> WHAT TO DO: Collect every line in the entries below that contains the word "wearing".

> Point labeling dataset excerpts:
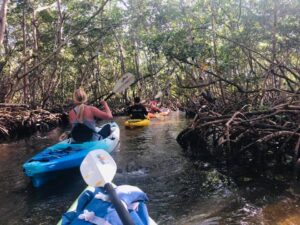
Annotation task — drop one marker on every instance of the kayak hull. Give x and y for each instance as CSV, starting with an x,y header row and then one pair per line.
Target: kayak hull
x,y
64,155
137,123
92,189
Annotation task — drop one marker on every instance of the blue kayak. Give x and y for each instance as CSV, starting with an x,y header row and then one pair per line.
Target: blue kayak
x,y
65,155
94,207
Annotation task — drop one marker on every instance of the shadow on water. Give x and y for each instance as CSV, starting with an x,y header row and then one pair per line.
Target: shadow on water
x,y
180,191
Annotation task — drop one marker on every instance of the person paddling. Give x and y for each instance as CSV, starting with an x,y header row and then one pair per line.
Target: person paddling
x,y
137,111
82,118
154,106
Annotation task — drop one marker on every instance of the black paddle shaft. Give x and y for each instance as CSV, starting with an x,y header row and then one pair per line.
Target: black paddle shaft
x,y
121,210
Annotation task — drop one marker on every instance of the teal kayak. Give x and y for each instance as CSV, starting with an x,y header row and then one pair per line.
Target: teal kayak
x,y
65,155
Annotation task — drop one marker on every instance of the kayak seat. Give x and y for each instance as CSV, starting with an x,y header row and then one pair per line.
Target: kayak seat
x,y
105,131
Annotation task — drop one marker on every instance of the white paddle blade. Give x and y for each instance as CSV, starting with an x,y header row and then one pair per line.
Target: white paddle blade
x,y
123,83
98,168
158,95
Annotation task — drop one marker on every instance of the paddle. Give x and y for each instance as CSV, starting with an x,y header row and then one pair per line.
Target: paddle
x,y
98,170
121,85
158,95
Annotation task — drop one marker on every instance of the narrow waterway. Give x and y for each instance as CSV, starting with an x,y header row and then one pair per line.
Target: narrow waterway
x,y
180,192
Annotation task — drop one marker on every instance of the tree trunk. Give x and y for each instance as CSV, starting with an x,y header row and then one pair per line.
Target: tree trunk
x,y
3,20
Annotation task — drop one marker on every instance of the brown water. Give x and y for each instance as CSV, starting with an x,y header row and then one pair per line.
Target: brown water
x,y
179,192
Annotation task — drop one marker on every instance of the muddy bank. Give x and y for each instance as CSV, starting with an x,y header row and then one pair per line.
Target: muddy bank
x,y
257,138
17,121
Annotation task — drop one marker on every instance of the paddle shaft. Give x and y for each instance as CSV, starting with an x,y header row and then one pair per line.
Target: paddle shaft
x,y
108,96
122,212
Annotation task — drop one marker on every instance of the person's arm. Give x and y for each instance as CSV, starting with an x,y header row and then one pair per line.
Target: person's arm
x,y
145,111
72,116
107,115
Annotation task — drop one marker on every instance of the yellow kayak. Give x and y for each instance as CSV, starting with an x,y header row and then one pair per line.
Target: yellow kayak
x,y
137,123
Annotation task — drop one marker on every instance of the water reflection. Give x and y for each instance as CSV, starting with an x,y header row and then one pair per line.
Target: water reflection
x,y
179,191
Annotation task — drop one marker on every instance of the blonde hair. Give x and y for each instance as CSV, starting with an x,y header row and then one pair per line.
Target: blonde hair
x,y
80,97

==

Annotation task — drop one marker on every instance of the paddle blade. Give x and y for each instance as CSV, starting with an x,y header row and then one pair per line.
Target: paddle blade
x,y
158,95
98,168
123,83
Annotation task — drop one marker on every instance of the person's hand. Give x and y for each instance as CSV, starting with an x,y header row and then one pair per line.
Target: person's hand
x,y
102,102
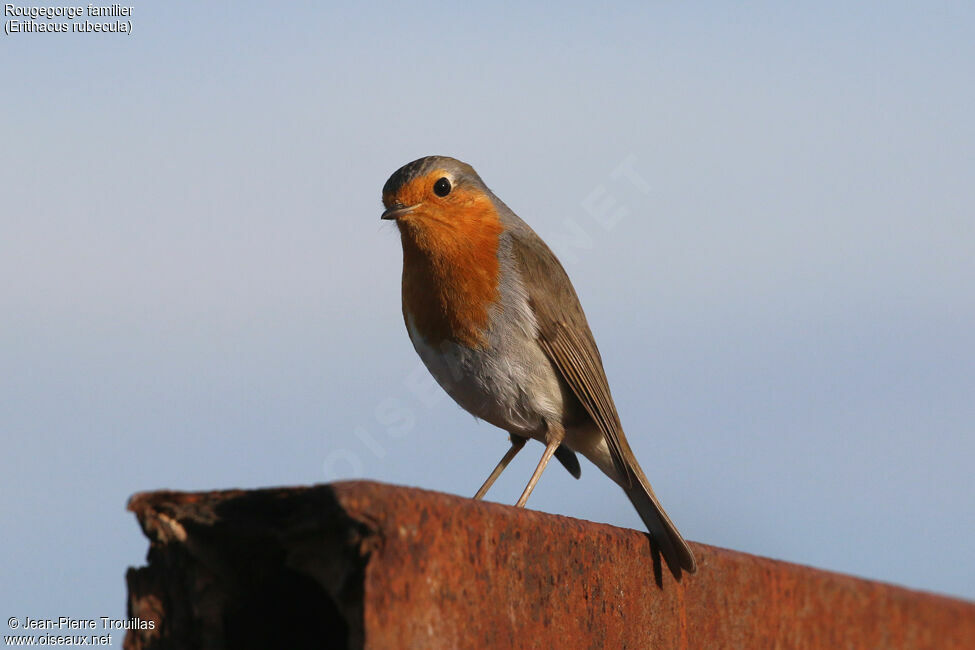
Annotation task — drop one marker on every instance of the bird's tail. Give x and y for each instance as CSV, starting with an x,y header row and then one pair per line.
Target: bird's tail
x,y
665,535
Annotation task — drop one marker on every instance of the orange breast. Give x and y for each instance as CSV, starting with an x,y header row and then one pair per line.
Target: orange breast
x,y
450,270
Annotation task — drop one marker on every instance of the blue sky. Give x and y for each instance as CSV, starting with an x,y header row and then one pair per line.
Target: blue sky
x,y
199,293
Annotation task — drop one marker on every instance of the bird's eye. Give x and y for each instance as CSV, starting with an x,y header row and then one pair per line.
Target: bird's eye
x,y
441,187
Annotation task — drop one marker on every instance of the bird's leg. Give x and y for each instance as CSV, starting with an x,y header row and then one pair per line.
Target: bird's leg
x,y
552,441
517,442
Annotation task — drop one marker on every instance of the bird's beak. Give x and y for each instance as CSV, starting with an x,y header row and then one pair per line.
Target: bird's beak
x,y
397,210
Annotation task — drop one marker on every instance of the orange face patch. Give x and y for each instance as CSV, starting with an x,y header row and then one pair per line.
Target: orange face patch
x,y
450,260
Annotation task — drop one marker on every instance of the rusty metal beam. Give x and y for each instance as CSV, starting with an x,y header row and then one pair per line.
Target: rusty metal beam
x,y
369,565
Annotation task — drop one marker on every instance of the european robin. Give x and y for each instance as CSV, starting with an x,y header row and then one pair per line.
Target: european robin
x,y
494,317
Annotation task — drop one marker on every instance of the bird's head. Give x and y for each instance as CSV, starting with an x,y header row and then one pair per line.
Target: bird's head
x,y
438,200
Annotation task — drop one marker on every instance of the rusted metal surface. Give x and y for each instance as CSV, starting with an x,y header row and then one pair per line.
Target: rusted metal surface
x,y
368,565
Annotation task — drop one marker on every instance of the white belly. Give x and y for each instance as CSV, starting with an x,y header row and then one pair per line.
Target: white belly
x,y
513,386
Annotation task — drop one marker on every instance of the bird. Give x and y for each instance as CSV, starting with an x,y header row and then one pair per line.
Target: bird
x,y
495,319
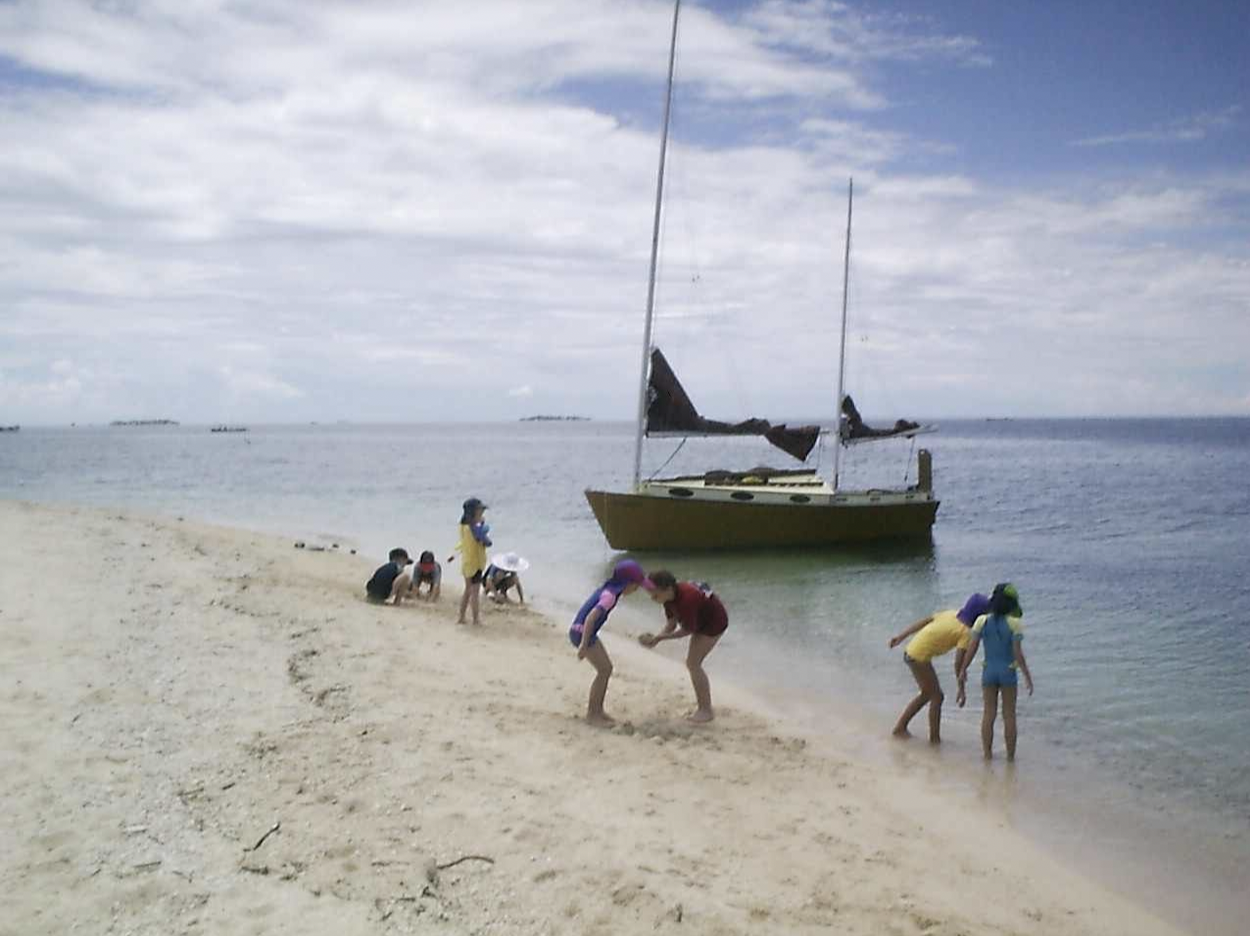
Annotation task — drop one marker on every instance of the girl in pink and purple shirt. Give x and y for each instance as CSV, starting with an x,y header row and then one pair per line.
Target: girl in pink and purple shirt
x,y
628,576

---

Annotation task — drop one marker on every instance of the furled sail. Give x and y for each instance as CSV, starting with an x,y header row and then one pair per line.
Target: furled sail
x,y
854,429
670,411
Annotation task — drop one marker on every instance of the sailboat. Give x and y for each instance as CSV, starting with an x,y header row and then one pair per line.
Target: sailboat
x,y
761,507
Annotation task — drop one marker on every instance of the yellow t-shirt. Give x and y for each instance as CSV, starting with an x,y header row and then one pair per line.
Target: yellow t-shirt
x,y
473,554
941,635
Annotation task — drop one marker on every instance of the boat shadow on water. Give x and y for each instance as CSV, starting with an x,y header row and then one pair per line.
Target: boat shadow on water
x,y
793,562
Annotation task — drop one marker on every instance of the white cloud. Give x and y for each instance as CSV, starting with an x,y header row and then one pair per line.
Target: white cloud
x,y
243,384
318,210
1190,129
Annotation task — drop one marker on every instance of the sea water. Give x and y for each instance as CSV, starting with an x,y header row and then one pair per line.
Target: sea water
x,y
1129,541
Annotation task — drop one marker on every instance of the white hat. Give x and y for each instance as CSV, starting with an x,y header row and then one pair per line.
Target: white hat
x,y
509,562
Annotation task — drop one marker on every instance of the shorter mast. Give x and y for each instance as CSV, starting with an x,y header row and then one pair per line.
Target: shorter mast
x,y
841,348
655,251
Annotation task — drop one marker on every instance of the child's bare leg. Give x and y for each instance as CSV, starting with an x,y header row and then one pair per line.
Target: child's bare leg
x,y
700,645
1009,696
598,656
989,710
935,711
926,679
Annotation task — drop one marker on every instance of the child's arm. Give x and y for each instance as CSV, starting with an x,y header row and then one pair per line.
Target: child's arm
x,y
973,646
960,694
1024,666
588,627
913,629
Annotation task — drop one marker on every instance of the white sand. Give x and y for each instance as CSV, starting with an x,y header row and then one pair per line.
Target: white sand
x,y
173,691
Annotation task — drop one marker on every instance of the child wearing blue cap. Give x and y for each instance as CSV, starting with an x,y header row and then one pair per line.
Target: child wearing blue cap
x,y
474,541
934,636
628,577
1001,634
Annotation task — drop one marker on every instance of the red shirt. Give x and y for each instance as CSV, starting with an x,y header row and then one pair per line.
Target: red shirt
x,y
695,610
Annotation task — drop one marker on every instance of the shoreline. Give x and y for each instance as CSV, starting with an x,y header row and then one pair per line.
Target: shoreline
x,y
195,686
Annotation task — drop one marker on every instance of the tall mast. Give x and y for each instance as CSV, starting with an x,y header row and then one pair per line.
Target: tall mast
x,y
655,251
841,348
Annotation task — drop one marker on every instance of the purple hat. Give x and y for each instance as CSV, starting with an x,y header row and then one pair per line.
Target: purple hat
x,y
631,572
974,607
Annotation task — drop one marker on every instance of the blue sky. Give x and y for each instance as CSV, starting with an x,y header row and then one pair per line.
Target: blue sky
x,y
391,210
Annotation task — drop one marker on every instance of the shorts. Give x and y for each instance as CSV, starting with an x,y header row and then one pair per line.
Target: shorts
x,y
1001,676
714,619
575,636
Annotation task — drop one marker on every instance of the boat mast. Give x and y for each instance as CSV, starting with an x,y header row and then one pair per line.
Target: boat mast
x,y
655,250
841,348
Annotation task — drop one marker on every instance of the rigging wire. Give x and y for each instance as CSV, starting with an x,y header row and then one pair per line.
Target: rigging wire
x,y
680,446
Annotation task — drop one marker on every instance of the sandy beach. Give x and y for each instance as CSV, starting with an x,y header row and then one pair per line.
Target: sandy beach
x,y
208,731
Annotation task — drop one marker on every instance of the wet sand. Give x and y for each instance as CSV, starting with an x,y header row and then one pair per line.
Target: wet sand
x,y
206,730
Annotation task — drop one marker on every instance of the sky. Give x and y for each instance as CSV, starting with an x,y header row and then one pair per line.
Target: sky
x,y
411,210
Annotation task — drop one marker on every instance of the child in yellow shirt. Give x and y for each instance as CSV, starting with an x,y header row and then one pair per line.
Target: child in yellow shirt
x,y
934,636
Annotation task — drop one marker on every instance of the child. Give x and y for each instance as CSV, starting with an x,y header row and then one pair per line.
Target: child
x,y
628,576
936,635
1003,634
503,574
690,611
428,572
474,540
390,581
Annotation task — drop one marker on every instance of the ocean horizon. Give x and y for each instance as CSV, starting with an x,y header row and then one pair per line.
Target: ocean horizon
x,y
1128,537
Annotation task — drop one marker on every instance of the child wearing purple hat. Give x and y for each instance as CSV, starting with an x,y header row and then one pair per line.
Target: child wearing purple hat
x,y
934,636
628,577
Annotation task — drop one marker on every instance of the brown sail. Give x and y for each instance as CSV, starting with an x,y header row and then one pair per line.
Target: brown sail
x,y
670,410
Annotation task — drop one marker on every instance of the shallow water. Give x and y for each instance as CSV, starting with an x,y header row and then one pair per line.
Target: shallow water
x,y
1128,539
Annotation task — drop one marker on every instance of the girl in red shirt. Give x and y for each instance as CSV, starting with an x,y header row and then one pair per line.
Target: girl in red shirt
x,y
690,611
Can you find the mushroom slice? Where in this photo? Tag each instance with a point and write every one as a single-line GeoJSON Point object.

> RESULT OF THIS EXERCISE:
Annotation task — drop one marker on every instance of the child wearing blue cap. Give x and y for each instance as CSV, starting with an x,y header row and then one pair per line.
Target: child wearing blue cap
Annotation task — drop one marker on every instance of the child wearing purple hat. Give x and y for each instance as CSV, starting with an x,y header row and then one pair per line.
Target: child wearing purple hat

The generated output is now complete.